» **SELECTED TEXT**:
════════

# Sanding



## ppkgmsy (Jan 18, 2008)

I began plowing my driveway last winter and things went real good. Big part was the tips I got from this forum. My biggest problem is that we get a lot of ice here in Vermont. After plowing, I lay sand on the driveway because salt rusts out our vehicles, and there's a pond that I don't want salt running off into. My driveway is about 50feet long, and last winter I walked up and down it with 60-70 pound bags of sand. It worked fine but was a lot of work. One time I had my wife and 5 year-old son sit on the tailgate of my truck and shovel sand, but it was a lot of work on the brakes.

Does anyone have any experience with taligate sanders or walk-behind sanders? The tailgate sanders I have found are designed for salt, and they are expensive. I don't know if the walk-behind models would travel over my white stone driveway that is very uneven and filled with ruts and run-off crevices. Anybody have any advice?


----------



## Lubold8431 (Sep 11, 2006)

Western Pro Flo 2 or Fisher Speedcaster 2. Both CAN handle Sand. Better off with salt. Have you tried Magic Salt? Magic salt will reduce the amount of salt you will need for your driveway, and be better for your tailgate spreader...


----------



## JD Dave (Mar 20, 2007)

Here's a thread on a push spreader that's the best thing to spread sand. It costs almost as much as a tailgate salter but it work amazing. The link does not work now, so I'm trying to find another link for you. http://www.plowsite.com/showthread.php?t=50972&highlight=Epoke


----------



## cet (Oct 2, 2004)

Is there a typo here or are you considering buying a salter for a "50" foot long driveway. 
I would have liked to see the pictures of your son and wife sitting on the tailgate while you drove up and down. How do you drive up and down a 50' driveway. Sorry for the rant but this is just nuts.

════════

» **DATASET ENTRIES**:
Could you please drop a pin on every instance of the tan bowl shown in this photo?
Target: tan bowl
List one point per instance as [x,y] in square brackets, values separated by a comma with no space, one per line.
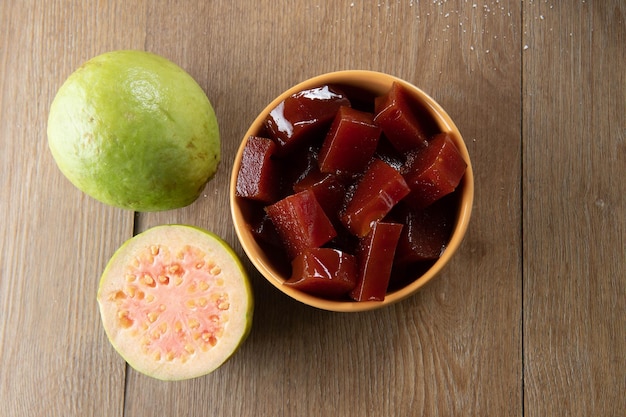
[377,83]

════════

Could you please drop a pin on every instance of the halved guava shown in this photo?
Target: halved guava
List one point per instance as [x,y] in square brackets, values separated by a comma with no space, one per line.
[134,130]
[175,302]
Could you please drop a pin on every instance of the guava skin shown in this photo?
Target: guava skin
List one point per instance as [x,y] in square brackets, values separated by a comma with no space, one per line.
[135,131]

════════

» **CHALLENGE 1**: List the usernames of all the people who post in the sanding thread.
» **CHALLENGE 2**:
Decide whether each statement below agrees with the sanding thread, answering yes or no and quoting the words of the thread that decide it.
(a) The first poster's driveway is about 50 feet long.
(b) The tailgate sanders the first poster has found are designed for sand.
(c) JD Dave says the push spreader costs much less than a tailgate salter.
» **CHALLENGE 3**: Rewrite the passage of the sanding thread from "Does anyone have" to "your tailgate spreader...", updating it so that "walk-behind" becomes "push" throughout.

» **EXERCISE SOLUTION 1**: ppkgmsy, Lubold8431, JD Dave, cet

» **EXERCISE SOLUTION 2**:
(a) Yes: "My driveway is about 50feet long"
(b) No: "The tailgate sanders I have found are designed for salt, and they are expensive."
(c) No: "It costs almost as much as a tailgate salter"

» **EXERCISE SOLUTION 3**:
Does anyone have any experience with taligate sanders or push sanders? The tailgate sanders I have found are designed for salt, and they are expensive. I don't know if the push models would travel over my white stone driveway that is very uneven and filled with ruts and run-off crevices. Anybody have any advice?


----------



## Lubold8431 (Sep 11, 2006)

Western Pro Flo 2 or Fisher Speedcaster 2. Both CAN handle Sand. Better off with salt. Have you tried Magic Salt? Magic salt will reduce the amount of salt you will need for your driveway, and be better for your tailgate spreader...